Excerpt
..........

Equally complex is figuring out just what America’s most elite troops on the continent are actually doing, and who they are targeting.
In documents from a closed-door presentation delivered by Bolduc late last year and a recent, little-noticed question and answer with a military publication, the SOCAFRICA commander offered new clues about the shadow war currently being waged by American troops all across the continent.
“We operate in the Gray Zone, between traditional war and peace,” he informed a room of U.S., African, and European military personnel at the Special Operations Command Africa Commander’s Conference held in Garmisch, Germany, last November.
According to Bolduc’s 2015 presentation, SOCAFRICA is taking part in seven distinct operations, although he failed to elaborate further. Among the goals of these missions: to “enable friendly networks; disable enemy networks.”
The identities of most of those “enemy networks,” are, however, a well-kept secret.

..........

Work instructions
According to the excerpt on SOCAFRICA, how many distinct operations is SOCAFRICA taking part in?

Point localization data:
..........

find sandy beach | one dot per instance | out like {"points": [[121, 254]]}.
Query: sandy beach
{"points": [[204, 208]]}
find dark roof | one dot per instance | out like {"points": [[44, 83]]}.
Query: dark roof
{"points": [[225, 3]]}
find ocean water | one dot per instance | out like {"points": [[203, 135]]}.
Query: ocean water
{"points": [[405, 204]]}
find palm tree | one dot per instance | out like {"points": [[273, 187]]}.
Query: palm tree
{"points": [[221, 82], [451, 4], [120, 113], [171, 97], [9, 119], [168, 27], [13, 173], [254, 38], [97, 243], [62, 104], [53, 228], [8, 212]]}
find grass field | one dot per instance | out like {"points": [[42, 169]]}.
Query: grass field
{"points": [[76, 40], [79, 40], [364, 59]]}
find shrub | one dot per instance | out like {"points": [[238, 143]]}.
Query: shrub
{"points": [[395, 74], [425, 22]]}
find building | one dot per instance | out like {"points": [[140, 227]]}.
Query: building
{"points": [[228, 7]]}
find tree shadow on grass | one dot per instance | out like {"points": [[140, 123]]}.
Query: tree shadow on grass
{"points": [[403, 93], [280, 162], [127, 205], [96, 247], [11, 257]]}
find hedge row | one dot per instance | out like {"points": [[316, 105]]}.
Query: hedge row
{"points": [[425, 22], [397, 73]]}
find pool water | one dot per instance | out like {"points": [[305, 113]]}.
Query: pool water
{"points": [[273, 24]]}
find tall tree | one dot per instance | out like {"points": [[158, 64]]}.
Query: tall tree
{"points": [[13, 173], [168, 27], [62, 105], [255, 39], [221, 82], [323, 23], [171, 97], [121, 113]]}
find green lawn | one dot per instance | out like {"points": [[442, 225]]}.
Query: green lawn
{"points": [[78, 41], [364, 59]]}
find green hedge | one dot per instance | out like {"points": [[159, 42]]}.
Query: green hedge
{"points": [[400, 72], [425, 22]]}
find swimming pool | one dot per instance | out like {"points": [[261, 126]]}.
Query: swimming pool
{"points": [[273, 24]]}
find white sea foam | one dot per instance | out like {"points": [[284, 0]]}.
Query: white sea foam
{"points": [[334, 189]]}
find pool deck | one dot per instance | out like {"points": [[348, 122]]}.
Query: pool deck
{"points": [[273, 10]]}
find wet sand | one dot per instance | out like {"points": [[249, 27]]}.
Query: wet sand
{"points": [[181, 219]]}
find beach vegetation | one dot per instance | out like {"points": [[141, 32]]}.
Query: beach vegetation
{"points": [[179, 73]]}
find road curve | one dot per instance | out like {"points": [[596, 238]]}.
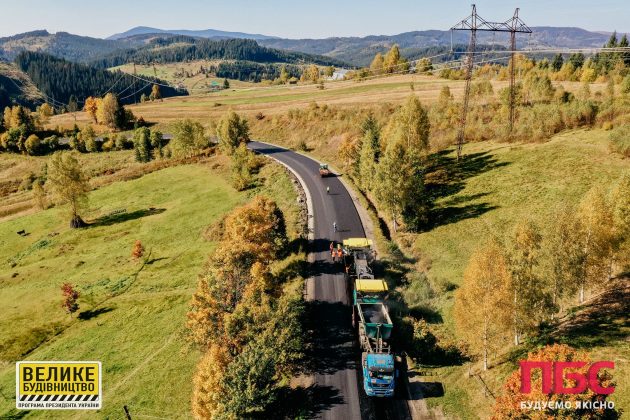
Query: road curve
{"points": [[335, 364]]}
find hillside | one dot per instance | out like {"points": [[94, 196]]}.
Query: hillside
{"points": [[184, 48], [62, 44], [204, 33], [360, 51], [60, 79], [17, 88]]}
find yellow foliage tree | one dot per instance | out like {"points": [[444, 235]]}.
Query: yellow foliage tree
{"points": [[91, 107], [208, 382], [483, 303]]}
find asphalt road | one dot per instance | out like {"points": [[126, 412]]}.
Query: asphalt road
{"points": [[334, 356]]}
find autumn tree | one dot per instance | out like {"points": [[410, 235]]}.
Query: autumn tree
{"points": [[142, 144], [410, 126], [138, 250], [108, 111], [232, 130], [70, 298], [188, 138], [621, 218], [565, 257], [155, 93], [91, 107], [349, 152], [596, 239], [531, 301], [260, 227], [397, 177], [68, 184], [483, 304], [377, 65], [208, 383], [508, 404]]}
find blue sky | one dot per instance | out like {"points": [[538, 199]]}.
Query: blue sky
{"points": [[299, 19]]}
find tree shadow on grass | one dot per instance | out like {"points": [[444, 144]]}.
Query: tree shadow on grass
{"points": [[93, 313], [113, 219], [445, 177], [602, 320]]}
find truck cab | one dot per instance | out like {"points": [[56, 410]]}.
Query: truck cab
{"points": [[379, 375]]}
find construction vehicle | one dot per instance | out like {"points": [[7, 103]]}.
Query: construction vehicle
{"points": [[371, 317], [323, 170]]}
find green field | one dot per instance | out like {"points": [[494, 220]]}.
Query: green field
{"points": [[132, 315]]}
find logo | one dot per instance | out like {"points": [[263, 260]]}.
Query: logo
{"points": [[58, 385], [554, 375]]}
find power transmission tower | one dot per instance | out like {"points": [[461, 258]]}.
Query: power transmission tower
{"points": [[135, 101], [474, 23]]}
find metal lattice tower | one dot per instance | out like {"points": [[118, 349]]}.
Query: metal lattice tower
{"points": [[474, 23]]}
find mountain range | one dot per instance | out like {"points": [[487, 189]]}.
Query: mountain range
{"points": [[356, 51]]}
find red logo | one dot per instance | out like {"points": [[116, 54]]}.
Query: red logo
{"points": [[553, 377]]}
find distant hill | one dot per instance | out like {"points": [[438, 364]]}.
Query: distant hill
{"points": [[60, 80], [62, 45], [205, 33], [186, 48], [16, 88], [360, 51]]}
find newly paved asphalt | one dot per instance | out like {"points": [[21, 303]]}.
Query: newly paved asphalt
{"points": [[335, 361]]}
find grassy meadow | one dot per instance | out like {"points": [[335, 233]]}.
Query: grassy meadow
{"points": [[131, 314]]}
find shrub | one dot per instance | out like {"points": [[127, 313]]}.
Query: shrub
{"points": [[620, 140]]}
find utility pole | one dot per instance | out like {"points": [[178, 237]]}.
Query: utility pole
{"points": [[474, 23], [135, 101]]}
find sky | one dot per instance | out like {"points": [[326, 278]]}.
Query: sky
{"points": [[299, 19]]}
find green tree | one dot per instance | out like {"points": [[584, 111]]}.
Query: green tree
{"points": [[155, 93], [410, 126], [241, 172], [32, 145], [142, 144], [377, 65], [565, 256], [370, 152], [88, 138], [250, 385], [232, 130], [68, 184], [188, 138], [557, 62], [157, 144]]}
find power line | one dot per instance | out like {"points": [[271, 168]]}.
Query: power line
{"points": [[474, 23]]}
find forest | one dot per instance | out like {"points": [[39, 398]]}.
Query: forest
{"points": [[204, 49], [60, 80]]}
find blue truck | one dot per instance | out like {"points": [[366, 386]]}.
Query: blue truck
{"points": [[371, 317]]}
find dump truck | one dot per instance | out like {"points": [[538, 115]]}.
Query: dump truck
{"points": [[375, 327], [371, 318], [323, 170]]}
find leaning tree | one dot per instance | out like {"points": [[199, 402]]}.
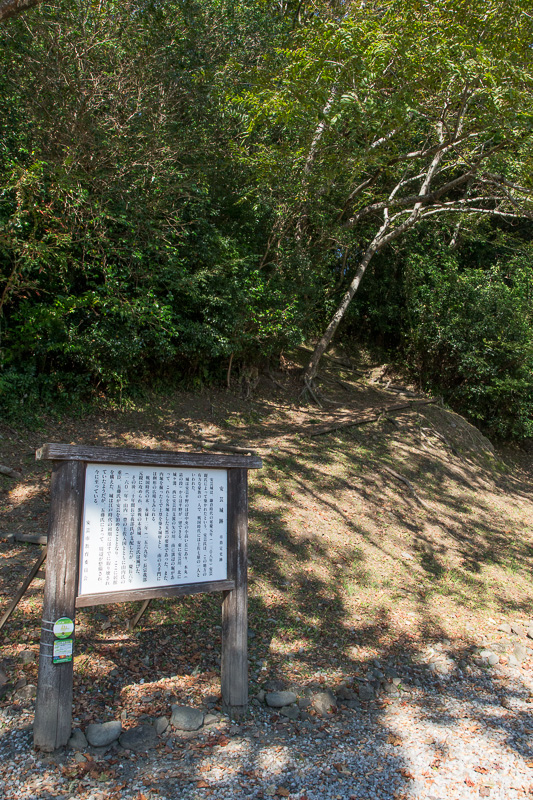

..........

Expected answer
Seven.